◆ **Quoted passage**:
>> begin

She went after a general liberal arts education in undergraduate school, found some inspirational professors, started reading the Socratic dialogues, and “fell in love with ancient Greek philosophy.” She also discovered jazz and blues, which she played as a DJ at the college station.

After graduation came the realization that her philosophy degree wasn’t going to give her an occupation, at least not immediately, “so I started thinking a little more practically.”

She went to Harvard Law.

“I think I went into law studies kind of cluelessly,” she said, “because I thought it would be interesting and intellectually engaging, but I didn’t know much else about the law. Some of law school was so profoundly engaging and so profoundly changed the way I thought about things, I thought maybe academics was a place I was ultimately headed. Still, I wasn’t exactly sure what I wanted to do when I left law school, and I wanted to have some practical experience before trying to teach.”

She went to Paul, Weiss, Rifkind, Wharton & Garrison in New York, by then a venerable 100-year-old firm which proudly proclaims on its website: “Each of the three women serving on the U.S. Supreme Court in 2012 began her career as a summer associate at Paul, Weiss.”

Levi worked on the sugar antitrust litigation, among other things, and felt drawn to legal writing—so much so that she penned a “practice-oriented antitrust manual” with one of the partners during her time there. But, she said, “when one of the senior partners made fun of me for having a footnote in a brief I wrote for him, I realized I was not long for the world of brief-filing.”

She heard of an opening at CBS, and moved into the governmental affairs section of the network’s legal department in 1983.

She worked on FCC matters, including a challenge to the fairness doctrine. “It was a great, heady, wonderful time,” she said. “And I really, really, developed an interest there in the FCC and broadcast regulation.”

>> end

◆ **Information shown**:
>> begin

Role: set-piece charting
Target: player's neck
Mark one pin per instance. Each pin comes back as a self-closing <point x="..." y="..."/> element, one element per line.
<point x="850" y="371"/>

>> end

◆ **Jobs**:
**a)** Shorten the paragraph of the profile of Levi's career that begins "Levi worked on the sugar antitrust litigation," keeping its main facts.
**b)** Write the next few paragraphs of the profile of Levi's career, picking up after its last sentence.
The data stands apart from the profile of Levi's career.

◆ **Results in order**:
**a)** At the firm, Levi worked on the sugar antitrust litigation and, drawn to legal writing, co-wrote a practice-oriented antitrust manual with a partner. After a senior partner mocked a footnote in a brief she wrote for him, she knew she would not stay long in brief-filing.

**b)**
Then she went to her five-year law school reunion and sat in on a class a friend was teaching.

“She gave one of the very best classes I had ever seen in law school,” Levi said. “I was just spellbound. I wanted to raise my hand.”

Her friend, Kathleen Sullivan, later went on to be dean at Stanford Law School and the first woman name partner at the prestigious multinational firm of Quinn Emanuel Urquhart & Sullivan. Sullivan offered Levi some life-changing advice.

“She said, ‘You know, this is the best job in the world. You should really try to do this,’” Levi said.

Levi listened. She started at Miami Law in 1987 and has been here ever since, dedicating her time to the classroom and pursuing pressing legal issues in her papers.

She has produced scholarship on “The Problem of Trans-national Libel,” examining the chilling effect of forum shopping in the age of the global Internet, on the transformative nature of social networking in “Social Media and the Press,” and on ways of improving children’s educational television in “A ‘Pay or Play’ Experiment to Improve Children’s Educational Television.” She also has returned repeatedly to the theme of the FCC’s regulation of indecency, including the provocatively titled “‘Smut and Nothing But’: The FCC, Indecency, and Regulatory Transformations in the Shadows.”

Her most recent work examines “the siren call of ‘native advertising’—a new marketing technique for unobtrusively integrating paid advertising into editorial content.”

“I think that it is profoundly dangerous,” she said. “If publishers are going to breach the ‘church-state divide’ between advertising and editorial so obviously, it will undermine independent accountability journalism and serve as an invitation to a court that doesn’t want to continue affording the press any special status, whether rhetorically or otherwise, the hook on which to hang its rejection of the special democratic role of the press.”

She’s looking ahead to papers on “big data” journalism and on the impact of the growth of the “entrepreneurial individual journalist” such as bloggers on the interpretation of constitutional protections historically extended to more traditional, institutional media.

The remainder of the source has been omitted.